* **WHAT TO WORK ON**: Copy out every line of the listing below without any changes, and leave the pictures out of your copy.
— START —
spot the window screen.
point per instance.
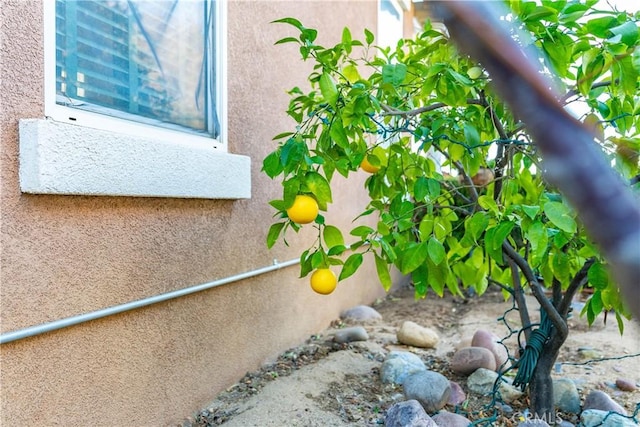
(147, 61)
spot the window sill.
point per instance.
(60, 158)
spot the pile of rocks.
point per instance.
(427, 394)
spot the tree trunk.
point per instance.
(541, 385)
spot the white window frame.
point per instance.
(388, 37)
(80, 152)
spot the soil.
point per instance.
(323, 383)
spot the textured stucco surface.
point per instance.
(67, 255)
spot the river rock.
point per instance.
(408, 414)
(362, 313)
(490, 341)
(411, 333)
(399, 365)
(598, 418)
(467, 360)
(430, 388)
(457, 396)
(449, 419)
(600, 400)
(482, 382)
(534, 423)
(626, 385)
(355, 333)
(565, 395)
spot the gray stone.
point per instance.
(449, 419)
(429, 388)
(598, 418)
(482, 382)
(534, 423)
(626, 385)
(399, 365)
(457, 396)
(490, 341)
(355, 333)
(589, 353)
(361, 313)
(602, 401)
(469, 359)
(565, 395)
(408, 414)
(411, 333)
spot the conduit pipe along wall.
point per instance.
(120, 308)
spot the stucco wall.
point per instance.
(67, 255)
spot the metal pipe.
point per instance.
(109, 311)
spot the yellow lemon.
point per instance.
(366, 166)
(323, 281)
(304, 209)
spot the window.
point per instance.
(146, 61)
(390, 22)
(135, 99)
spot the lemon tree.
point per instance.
(323, 281)
(482, 215)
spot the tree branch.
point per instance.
(578, 281)
(390, 111)
(518, 295)
(606, 206)
(536, 289)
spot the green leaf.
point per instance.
(477, 224)
(487, 203)
(598, 276)
(369, 37)
(620, 323)
(350, 72)
(414, 256)
(290, 21)
(328, 89)
(560, 215)
(599, 26)
(494, 237)
(436, 251)
(537, 237)
(531, 211)
(540, 13)
(287, 40)
(320, 188)
(394, 73)
(338, 134)
(362, 231)
(421, 188)
(332, 236)
(271, 165)
(346, 39)
(350, 266)
(274, 233)
(628, 32)
(383, 272)
(471, 135)
(336, 250)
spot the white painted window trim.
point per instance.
(85, 153)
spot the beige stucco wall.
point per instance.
(66, 255)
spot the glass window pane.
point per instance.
(143, 60)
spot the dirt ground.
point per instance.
(322, 383)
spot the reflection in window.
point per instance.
(148, 61)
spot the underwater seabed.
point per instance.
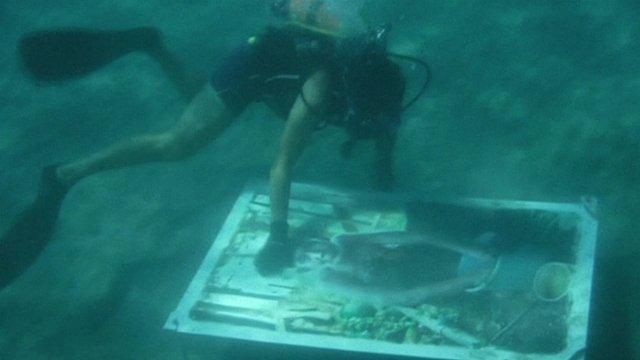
(402, 275)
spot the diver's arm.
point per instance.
(383, 163)
(300, 124)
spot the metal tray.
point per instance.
(402, 275)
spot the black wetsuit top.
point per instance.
(273, 66)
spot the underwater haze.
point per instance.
(533, 100)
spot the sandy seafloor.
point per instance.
(529, 100)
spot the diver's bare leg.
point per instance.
(205, 118)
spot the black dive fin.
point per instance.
(55, 55)
(31, 232)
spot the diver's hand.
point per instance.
(277, 253)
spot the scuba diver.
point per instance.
(319, 67)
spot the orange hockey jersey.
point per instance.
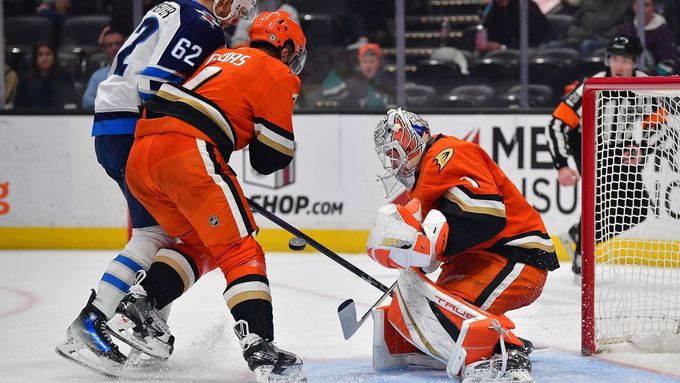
(484, 209)
(236, 98)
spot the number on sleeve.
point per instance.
(180, 51)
— END —
* **EXERCISE RESULT**:
spot the window screen.
point per instance.
(147, 61)
spot the window sill.
point per instance.
(60, 158)
spot the pile of rocks.
point per instance.
(427, 394)
spot the tree trunk.
point per instance.
(541, 385)
spot the white window frame.
point per instance.
(388, 37)
(80, 152)
spot the soil.
point per instance.
(323, 383)
spot the textured stucco surface.
point per instance.
(67, 255)
spot the river rock.
point per instance.
(408, 414)
(362, 313)
(490, 341)
(411, 333)
(399, 365)
(598, 418)
(467, 360)
(430, 388)
(457, 396)
(449, 419)
(600, 400)
(482, 382)
(534, 423)
(626, 385)
(355, 333)
(565, 395)
spot the gray stone.
point per instance.
(449, 419)
(429, 388)
(598, 418)
(482, 382)
(534, 423)
(626, 385)
(399, 365)
(457, 396)
(490, 341)
(355, 333)
(589, 353)
(361, 313)
(602, 401)
(469, 359)
(565, 395)
(408, 414)
(411, 333)
spot the conduit pipe along wall.
point per instance.
(120, 308)
spot the stucco wall.
point per instance.
(67, 255)
spot the metal pipe.
point per instance.
(109, 311)
spot the yellow lemon.
point per instance.
(366, 166)
(323, 281)
(304, 209)
spot the window.
point per instance.
(146, 61)
(390, 22)
(135, 99)
spot the lemon tree.
point per instance.
(323, 281)
(482, 215)
spot the tree branch.
point per instance.
(578, 281)
(390, 111)
(518, 295)
(606, 206)
(536, 289)
spot the green leaf.
point per instance.
(477, 224)
(487, 203)
(598, 276)
(369, 37)
(620, 323)
(350, 72)
(414, 256)
(290, 21)
(328, 89)
(560, 215)
(599, 26)
(494, 237)
(436, 251)
(537, 237)
(531, 211)
(540, 13)
(287, 40)
(320, 188)
(394, 73)
(338, 134)
(362, 231)
(421, 188)
(332, 236)
(271, 165)
(346, 39)
(350, 266)
(274, 233)
(628, 32)
(383, 272)
(471, 135)
(336, 250)
spot the white painted window trim.
point per instance.
(85, 153)
spot the beige stucco wall.
point per instance.
(66, 255)
spot the glass window pane.
point per instance.
(143, 60)
spot the dirt ground.
point per instance.
(322, 383)
spot the reflection in window.
point per instance.
(148, 61)
spot the underwater seabed.
point per instance.
(402, 275)
spot the diver's arm.
point per instance.
(383, 163)
(300, 124)
spot the metal tray.
point per instance.
(402, 275)
spot the black wetsuit top.
point per instance.
(273, 66)
spot the underwater haze.
point per instance.
(533, 100)
spot the sandy seafloor.
point per instance.
(529, 100)
spot the diver's bare leg.
point per instance.
(205, 118)
spot the black dive fin.
point per instance.
(55, 55)
(31, 232)
spot the diver's hand.
point per instance.
(277, 253)
spot the scuba diver.
point per instance.
(319, 67)
spot the orange hockey jersey.
point per instance.
(484, 209)
(236, 98)
spot the number on sleeve.
point per instance.
(180, 51)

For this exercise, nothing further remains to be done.